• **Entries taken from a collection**
▼

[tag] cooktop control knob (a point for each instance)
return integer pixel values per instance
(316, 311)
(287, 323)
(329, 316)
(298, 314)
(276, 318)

▲

• **Brief**
Each entry above needs to be retyped exactly as it appears.

• **Final answer**
[tag] cooktop control knob (a point for each instance)
return integer pixel values per instance
(316, 311)
(287, 323)
(329, 316)
(298, 314)
(276, 318)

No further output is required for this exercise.